What to do:
Write out the listing below from the line containing "Keypoint rule: one marker on every instance of the river" to its last line, unaltered, ends included.

********

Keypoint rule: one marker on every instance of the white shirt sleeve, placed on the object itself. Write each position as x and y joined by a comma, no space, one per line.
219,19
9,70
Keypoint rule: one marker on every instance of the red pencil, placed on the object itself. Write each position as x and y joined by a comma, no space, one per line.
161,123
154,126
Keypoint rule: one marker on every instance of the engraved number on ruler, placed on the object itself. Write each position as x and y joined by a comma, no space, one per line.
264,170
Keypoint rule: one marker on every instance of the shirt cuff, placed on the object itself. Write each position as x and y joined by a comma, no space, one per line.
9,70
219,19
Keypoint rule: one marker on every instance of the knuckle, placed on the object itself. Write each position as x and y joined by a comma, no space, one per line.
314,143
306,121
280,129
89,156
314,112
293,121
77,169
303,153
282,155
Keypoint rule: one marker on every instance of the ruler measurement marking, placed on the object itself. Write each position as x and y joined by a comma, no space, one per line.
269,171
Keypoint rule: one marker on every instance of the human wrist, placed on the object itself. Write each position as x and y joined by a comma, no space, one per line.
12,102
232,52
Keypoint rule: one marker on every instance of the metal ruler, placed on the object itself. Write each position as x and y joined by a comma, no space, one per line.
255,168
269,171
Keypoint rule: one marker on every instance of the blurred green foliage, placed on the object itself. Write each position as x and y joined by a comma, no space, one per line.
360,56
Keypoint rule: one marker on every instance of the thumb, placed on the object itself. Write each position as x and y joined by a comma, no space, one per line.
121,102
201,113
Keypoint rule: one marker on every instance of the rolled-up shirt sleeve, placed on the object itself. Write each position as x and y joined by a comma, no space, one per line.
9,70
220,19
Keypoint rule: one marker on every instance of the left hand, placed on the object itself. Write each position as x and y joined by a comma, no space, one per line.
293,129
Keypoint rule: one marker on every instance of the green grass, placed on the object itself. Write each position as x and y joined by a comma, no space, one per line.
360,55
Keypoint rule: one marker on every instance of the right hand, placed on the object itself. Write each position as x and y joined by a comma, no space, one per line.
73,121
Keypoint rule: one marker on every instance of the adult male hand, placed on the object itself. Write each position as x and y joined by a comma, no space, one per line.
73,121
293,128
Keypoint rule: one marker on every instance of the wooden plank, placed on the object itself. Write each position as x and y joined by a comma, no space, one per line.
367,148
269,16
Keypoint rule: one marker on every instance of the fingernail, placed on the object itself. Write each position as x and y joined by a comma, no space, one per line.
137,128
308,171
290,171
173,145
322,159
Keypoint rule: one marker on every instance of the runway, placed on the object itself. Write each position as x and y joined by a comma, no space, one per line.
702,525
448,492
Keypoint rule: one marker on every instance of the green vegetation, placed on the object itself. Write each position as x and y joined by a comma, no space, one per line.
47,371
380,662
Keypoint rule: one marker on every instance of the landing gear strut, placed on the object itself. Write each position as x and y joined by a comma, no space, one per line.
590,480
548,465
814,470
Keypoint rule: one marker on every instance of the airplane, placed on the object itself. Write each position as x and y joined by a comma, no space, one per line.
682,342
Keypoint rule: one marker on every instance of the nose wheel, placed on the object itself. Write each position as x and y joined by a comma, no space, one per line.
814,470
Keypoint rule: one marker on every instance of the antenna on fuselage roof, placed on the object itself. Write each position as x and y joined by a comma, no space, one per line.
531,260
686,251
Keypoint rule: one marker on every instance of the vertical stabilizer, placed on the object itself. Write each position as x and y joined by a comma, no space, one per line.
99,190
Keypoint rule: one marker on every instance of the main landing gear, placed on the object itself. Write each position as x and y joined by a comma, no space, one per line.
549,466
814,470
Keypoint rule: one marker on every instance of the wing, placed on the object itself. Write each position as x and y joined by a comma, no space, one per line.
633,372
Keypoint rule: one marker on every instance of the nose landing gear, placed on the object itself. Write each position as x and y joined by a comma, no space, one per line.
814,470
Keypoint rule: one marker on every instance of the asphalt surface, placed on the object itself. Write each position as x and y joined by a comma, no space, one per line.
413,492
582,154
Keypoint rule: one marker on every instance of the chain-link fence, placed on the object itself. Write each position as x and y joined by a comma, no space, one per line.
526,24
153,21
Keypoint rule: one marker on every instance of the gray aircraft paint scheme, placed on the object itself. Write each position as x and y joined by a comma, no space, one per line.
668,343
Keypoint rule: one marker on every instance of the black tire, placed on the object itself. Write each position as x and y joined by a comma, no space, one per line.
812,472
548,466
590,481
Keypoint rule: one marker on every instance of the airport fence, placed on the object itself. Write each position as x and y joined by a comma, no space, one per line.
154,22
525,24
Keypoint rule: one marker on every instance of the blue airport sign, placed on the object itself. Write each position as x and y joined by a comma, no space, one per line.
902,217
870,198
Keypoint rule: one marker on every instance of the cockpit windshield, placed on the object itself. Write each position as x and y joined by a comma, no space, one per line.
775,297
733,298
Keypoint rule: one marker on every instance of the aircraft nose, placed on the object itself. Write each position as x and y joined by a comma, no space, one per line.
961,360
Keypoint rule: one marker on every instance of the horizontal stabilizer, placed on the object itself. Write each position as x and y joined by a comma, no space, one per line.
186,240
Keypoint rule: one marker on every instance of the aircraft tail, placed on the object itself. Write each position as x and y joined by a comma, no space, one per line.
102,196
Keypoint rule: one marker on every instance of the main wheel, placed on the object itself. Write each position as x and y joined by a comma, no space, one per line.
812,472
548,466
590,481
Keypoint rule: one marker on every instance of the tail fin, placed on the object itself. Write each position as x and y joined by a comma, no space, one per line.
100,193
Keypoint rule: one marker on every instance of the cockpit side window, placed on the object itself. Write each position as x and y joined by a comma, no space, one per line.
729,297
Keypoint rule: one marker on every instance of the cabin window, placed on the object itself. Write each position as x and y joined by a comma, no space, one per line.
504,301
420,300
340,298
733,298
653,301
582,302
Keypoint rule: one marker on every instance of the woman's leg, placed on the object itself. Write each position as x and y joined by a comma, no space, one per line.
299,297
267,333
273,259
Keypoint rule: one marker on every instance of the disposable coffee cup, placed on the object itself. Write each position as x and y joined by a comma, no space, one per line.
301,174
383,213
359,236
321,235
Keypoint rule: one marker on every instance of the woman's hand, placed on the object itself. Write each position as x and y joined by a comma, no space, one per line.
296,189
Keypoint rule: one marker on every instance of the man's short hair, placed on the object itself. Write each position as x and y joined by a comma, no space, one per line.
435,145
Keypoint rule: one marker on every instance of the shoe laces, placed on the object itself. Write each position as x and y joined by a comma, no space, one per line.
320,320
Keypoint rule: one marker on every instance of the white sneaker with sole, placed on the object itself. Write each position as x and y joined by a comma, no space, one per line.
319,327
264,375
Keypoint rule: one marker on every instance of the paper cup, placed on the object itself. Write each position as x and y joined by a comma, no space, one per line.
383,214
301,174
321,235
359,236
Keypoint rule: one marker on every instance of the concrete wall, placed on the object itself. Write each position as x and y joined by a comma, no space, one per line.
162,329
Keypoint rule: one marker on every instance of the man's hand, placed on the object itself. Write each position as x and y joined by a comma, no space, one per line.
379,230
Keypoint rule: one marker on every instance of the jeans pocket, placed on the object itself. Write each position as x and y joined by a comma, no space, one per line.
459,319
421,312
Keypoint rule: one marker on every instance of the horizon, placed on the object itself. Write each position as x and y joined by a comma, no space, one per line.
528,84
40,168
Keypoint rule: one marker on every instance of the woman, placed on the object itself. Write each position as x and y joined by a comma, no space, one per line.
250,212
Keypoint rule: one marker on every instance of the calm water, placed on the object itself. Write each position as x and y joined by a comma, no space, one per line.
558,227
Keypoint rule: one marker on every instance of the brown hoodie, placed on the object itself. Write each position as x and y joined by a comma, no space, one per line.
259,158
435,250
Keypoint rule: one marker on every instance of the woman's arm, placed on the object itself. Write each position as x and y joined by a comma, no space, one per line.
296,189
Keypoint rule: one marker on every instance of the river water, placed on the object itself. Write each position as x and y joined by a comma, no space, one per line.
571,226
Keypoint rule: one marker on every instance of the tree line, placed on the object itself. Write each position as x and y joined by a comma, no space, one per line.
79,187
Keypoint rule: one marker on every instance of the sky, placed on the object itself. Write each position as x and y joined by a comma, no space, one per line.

********

Written response:
Keypoint rule: one marker on every instance of the river water, placed on the object itself. Write each position as x and y joined by a comma, no space, one per line.
571,226
Keypoint rule: one marker on every instance of the tree line, placed on the object itself. Write each position as x and y joined by a comma, no space, one per line.
79,187
Keypoint rule: one marker on every instance of the sky, placed on the object itself. Write each position as x and y joined by a comma, no space, one per line.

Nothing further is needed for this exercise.